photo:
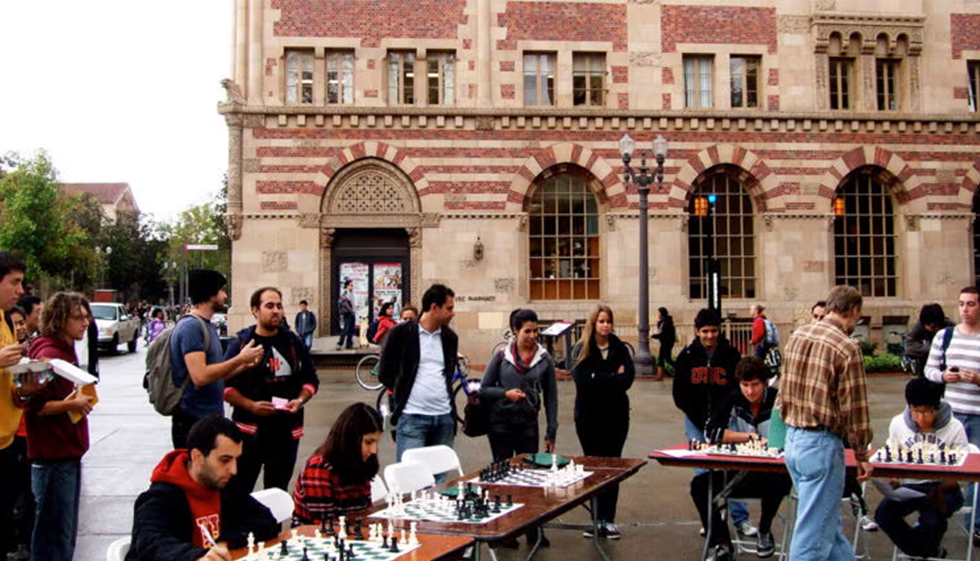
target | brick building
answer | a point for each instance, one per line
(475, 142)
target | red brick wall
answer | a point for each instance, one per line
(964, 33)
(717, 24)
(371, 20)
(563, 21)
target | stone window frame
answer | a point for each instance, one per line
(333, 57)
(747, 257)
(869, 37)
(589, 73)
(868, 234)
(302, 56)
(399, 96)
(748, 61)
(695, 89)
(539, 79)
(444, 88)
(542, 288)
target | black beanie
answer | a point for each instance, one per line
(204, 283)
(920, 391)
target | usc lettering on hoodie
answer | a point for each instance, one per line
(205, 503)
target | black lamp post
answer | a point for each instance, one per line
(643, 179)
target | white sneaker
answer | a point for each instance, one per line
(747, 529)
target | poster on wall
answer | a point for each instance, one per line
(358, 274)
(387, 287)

•••

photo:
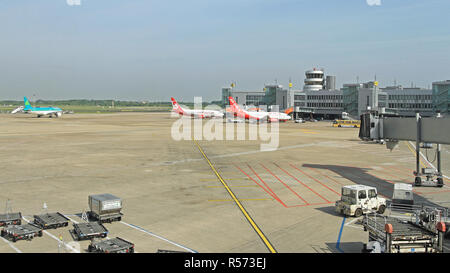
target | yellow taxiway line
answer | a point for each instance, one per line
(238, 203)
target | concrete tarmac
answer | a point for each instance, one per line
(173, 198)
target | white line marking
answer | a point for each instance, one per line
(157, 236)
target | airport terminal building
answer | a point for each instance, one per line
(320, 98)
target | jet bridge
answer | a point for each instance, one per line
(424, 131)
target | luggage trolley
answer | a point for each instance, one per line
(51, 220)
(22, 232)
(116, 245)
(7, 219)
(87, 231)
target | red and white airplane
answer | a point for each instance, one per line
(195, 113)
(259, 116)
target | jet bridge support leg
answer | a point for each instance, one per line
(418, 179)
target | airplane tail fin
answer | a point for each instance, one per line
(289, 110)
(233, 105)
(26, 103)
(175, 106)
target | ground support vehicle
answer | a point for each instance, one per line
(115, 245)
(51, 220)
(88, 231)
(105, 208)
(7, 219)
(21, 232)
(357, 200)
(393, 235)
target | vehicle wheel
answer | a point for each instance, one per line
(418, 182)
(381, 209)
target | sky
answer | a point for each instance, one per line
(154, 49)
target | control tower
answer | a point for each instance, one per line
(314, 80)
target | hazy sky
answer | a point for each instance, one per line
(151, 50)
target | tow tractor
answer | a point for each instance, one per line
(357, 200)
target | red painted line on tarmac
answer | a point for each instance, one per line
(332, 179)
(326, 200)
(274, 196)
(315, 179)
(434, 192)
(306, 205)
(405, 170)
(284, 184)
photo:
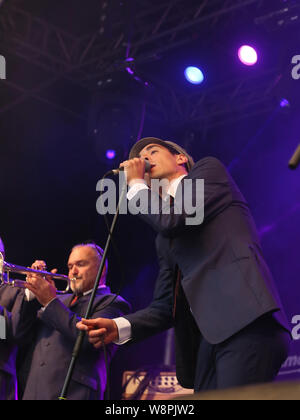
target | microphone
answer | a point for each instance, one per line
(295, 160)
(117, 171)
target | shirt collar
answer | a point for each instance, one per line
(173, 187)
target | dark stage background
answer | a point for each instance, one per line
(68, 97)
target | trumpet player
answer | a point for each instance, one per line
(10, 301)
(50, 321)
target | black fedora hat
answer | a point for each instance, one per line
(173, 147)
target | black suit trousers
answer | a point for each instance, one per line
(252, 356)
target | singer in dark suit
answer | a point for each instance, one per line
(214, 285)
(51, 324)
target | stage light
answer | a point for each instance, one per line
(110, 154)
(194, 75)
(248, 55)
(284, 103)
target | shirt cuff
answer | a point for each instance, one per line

•••

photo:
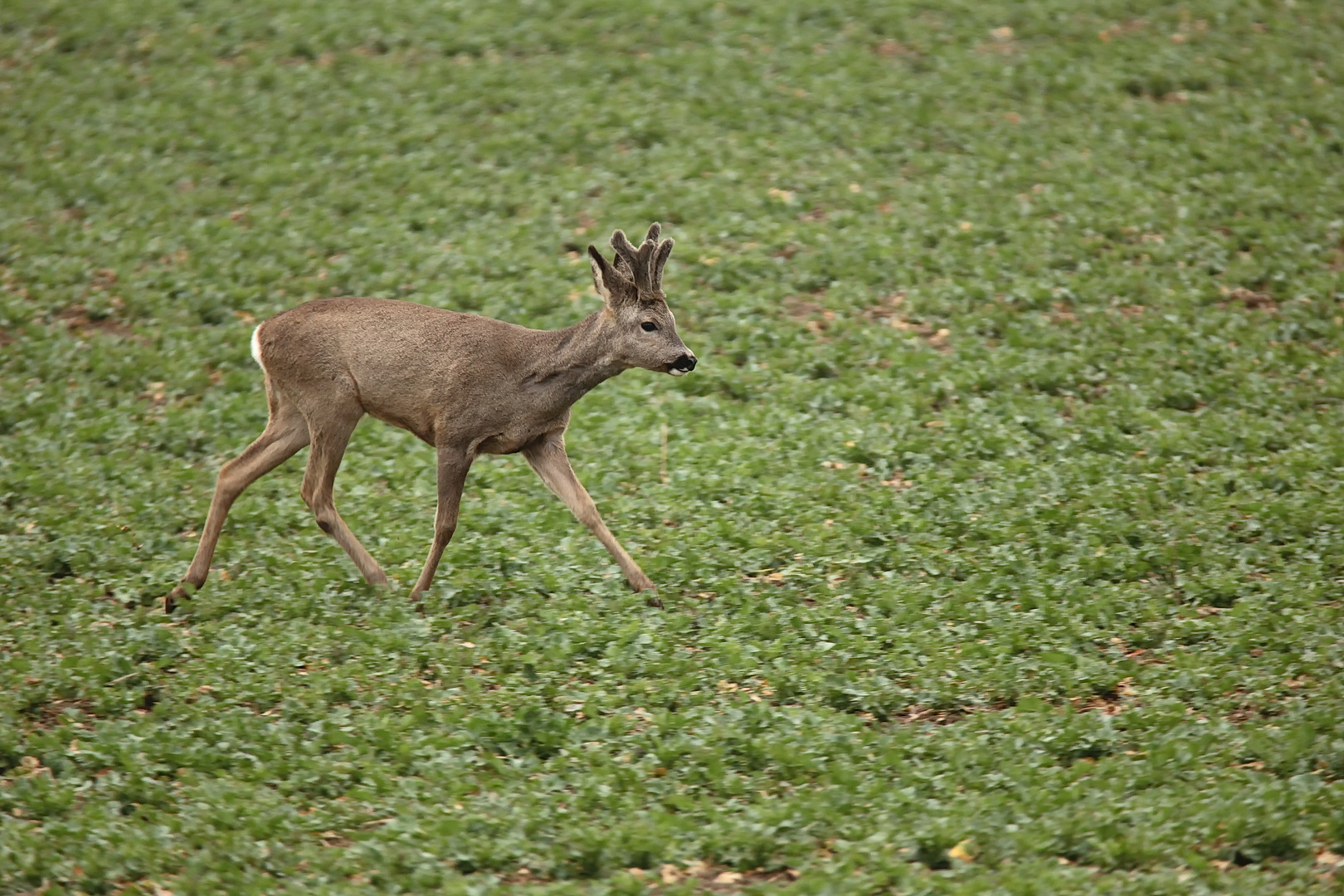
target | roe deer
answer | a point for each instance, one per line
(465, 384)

•••

__DE OPDRACHT__
Geef elke regel uit de gegevens hierboven waarin het woord "stage" voorkomt.

__HET ANTWOORD__
target | dark stage background
target | stage light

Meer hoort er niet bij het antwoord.